[Uit te voeren opdracht] Neem uit het festivalverslag hieronder letterlijk de passage over tussen "Down The Rabbit" en "blubber! Uh, huiver.", beide inbegrepen.

[Fragment van pagina]
Down The Rabbit Hole had voor deze derde editie van het festival zijn naam beter kunnen veranderen in Down The Mud Hole. De route van de pendelbussen naar het terrein, de campings en het festivalgebied zelf: bruine drek regeerde overal met ijzeren hand. Lust For Life liet zich echter niet kennen, dronk zich flink wat moed in, trotseerde de elementen en genoot (ondanks de modder) van het weer prachtig aangeklede festival, gezellige mensen, goed eten en drinken en, niet onbelangrijk, uitstekende muziek van helden als PJ Harvey, Glen Hansard, Ty Segall, The National en vele anderen. Lees en blubber! Uh, huiver.

[Aangeleverde gegevens]
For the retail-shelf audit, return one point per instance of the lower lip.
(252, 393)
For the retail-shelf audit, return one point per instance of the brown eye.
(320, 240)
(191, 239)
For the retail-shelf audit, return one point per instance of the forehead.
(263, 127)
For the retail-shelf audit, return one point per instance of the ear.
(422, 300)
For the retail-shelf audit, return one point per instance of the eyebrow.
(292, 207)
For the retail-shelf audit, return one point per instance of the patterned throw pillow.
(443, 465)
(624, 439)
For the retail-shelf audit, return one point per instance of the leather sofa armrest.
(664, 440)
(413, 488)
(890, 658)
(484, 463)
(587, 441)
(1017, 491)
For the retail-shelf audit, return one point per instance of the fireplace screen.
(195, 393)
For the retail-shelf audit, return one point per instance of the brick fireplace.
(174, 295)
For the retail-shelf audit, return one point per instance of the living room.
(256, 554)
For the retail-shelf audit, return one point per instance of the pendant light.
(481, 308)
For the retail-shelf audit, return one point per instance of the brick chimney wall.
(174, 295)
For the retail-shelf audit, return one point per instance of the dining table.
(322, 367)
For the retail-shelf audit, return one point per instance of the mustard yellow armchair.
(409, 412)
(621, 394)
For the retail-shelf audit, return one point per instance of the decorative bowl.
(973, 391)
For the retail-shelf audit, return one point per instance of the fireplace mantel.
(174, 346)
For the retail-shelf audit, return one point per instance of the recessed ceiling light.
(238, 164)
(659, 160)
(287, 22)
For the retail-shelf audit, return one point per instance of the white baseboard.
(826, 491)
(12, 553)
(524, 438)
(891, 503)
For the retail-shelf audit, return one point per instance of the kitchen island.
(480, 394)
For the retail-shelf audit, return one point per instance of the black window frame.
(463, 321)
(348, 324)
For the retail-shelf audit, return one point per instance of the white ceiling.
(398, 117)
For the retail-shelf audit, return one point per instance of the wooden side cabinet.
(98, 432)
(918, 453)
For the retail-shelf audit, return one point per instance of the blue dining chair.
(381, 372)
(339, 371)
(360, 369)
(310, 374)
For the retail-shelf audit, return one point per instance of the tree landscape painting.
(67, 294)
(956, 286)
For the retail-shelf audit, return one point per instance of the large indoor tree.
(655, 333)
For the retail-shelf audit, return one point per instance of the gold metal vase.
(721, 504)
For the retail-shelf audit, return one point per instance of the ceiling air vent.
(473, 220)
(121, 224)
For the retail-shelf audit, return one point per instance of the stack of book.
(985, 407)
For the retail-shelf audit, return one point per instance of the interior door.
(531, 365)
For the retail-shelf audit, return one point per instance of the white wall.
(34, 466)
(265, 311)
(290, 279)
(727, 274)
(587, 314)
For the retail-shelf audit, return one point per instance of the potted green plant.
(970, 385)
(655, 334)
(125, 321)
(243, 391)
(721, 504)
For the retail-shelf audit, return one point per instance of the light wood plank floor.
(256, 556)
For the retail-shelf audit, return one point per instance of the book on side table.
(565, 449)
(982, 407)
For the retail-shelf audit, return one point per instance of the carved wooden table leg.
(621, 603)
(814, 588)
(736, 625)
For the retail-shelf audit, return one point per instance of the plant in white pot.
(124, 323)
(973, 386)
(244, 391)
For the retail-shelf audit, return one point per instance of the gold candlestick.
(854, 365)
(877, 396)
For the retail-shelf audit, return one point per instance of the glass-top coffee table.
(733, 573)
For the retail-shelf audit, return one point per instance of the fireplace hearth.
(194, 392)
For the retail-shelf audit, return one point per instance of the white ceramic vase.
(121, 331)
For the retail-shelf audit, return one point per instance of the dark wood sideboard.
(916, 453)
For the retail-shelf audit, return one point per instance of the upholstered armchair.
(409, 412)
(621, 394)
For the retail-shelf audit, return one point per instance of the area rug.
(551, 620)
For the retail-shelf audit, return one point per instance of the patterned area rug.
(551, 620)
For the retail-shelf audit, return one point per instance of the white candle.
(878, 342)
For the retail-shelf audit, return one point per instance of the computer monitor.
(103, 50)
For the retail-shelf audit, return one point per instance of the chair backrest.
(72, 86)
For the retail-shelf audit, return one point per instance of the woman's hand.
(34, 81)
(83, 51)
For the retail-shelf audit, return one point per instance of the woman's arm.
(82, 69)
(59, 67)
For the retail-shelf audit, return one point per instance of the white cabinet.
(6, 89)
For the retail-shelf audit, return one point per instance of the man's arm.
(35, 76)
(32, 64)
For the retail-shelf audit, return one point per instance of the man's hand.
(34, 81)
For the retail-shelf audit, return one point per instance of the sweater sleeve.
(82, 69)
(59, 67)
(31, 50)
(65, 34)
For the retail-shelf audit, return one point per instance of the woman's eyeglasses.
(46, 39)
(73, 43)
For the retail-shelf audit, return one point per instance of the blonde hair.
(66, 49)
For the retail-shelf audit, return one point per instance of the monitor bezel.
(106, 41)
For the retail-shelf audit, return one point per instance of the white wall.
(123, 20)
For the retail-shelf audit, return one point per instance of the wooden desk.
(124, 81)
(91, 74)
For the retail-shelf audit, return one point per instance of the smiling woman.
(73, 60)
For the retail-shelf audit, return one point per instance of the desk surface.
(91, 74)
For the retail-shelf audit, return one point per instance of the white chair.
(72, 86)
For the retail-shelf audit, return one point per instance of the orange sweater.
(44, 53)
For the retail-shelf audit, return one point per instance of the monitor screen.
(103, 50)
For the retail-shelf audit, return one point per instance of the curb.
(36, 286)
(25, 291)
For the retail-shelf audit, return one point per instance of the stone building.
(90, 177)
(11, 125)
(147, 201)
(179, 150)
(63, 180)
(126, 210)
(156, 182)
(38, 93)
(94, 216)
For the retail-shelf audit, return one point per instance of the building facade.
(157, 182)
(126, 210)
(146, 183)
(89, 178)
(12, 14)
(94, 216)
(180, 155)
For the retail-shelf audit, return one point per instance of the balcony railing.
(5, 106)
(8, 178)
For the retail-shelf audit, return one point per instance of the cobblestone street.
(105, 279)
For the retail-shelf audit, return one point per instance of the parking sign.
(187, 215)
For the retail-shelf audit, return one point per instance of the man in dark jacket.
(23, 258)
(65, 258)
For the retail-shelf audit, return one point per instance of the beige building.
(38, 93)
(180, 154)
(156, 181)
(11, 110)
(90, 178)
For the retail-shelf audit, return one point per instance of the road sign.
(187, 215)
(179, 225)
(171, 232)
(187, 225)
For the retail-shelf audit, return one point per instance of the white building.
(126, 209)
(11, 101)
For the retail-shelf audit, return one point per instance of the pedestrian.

[Uitgewerkte oplossing]
Down The Rabbit Hole had voor deze derde editie van het festival zijn naam beter kunnen veranderen in Down The Mud Hole. De route van de pendelbussen naar het terrein, de campings en het festivalgebied zelf: bruine drek regeerde overal met ijzeren hand. Lust For Life liet zich echter niet kennen, dronk zich flink wat moed in, trotseerde de elementen en genoot (ondanks de modder) van het weer prachtig aangeklede festival, gezellige mensen, goed eten en drinken en, niet onbelangrijk, uitstekende muziek van helden als PJ Harvey, Glen Hansard, Ty Segall, The National en vele anderen. Lees en blubber! Uh, huiver.